• _Exercise_
How many lines in the data that follows contain the word "floor"? Only that number is needed.

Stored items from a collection
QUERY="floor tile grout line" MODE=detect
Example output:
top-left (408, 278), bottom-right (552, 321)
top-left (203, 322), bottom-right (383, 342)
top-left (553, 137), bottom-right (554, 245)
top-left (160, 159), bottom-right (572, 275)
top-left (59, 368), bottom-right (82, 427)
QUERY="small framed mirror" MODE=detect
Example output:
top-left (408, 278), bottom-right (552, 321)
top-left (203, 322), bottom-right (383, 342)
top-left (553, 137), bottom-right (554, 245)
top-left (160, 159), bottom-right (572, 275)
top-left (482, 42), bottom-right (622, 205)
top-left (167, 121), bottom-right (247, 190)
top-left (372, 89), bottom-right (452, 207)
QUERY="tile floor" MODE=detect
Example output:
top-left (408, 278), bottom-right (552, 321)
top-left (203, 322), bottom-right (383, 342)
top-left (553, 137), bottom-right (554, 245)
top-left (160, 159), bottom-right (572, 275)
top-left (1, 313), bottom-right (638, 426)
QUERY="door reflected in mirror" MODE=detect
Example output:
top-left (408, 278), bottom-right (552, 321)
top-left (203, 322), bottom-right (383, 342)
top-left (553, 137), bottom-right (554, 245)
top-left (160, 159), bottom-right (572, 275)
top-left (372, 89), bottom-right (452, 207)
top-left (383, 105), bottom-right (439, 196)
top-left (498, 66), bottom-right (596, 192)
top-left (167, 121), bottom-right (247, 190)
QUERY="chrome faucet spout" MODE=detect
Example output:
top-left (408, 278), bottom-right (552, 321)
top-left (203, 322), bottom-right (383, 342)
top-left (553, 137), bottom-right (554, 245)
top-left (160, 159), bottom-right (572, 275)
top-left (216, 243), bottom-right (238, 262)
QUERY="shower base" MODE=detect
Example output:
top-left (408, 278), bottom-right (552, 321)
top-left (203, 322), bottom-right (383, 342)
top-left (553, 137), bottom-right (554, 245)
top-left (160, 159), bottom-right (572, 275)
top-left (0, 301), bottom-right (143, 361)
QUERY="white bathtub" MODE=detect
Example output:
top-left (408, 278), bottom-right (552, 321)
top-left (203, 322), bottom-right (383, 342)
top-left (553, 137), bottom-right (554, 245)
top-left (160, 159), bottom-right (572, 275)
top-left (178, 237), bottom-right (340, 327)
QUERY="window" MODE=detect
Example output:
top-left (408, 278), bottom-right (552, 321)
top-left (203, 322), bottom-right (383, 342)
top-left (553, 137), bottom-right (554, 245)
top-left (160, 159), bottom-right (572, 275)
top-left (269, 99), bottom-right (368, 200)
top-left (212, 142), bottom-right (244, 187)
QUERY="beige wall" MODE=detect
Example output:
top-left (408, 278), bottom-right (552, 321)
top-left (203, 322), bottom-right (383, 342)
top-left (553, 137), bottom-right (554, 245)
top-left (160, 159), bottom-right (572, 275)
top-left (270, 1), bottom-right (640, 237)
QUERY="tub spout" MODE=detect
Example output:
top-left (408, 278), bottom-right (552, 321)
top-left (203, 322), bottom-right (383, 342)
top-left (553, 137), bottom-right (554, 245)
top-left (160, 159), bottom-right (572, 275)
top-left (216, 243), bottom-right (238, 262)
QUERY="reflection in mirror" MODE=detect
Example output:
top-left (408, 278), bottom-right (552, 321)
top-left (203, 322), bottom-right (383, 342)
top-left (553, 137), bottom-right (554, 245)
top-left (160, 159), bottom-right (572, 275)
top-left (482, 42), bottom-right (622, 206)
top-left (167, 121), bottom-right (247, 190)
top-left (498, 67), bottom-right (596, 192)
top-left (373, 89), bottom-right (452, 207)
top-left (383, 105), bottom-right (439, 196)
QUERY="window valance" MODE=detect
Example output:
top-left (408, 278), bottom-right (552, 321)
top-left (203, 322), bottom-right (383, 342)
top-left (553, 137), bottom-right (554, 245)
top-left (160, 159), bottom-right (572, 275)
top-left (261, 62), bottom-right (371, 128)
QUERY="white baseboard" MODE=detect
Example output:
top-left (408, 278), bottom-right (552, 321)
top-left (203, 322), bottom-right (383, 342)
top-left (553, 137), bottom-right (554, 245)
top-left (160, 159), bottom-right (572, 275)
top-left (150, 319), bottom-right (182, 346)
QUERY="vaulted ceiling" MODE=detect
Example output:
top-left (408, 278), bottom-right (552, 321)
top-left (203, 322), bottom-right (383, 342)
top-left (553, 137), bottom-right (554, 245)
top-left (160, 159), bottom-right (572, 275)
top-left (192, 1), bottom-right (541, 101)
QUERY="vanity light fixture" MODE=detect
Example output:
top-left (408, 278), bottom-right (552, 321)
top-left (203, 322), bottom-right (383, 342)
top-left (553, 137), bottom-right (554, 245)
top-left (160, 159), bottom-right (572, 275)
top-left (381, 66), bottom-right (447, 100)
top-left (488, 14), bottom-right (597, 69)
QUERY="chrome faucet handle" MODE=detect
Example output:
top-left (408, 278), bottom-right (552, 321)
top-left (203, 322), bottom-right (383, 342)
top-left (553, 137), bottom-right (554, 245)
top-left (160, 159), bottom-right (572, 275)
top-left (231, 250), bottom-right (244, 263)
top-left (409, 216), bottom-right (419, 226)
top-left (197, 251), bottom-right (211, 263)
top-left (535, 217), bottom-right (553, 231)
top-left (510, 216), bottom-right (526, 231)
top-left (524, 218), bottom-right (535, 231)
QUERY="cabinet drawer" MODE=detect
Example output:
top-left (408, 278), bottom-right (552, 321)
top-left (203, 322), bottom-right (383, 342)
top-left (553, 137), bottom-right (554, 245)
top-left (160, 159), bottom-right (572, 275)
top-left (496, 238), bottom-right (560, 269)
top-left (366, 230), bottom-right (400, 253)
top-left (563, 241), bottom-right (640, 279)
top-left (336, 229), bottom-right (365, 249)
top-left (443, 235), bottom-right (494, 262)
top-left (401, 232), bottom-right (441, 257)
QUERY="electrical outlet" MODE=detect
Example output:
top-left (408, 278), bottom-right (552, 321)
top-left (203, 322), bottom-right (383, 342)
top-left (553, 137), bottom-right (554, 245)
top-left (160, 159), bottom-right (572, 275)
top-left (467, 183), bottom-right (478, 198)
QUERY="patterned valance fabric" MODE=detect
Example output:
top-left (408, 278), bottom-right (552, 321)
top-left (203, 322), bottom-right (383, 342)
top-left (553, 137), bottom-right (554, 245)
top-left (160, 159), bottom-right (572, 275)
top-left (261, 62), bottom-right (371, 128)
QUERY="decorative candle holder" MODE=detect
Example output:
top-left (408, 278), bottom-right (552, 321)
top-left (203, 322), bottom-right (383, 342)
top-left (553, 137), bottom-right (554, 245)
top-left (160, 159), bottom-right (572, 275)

• _Task result_
2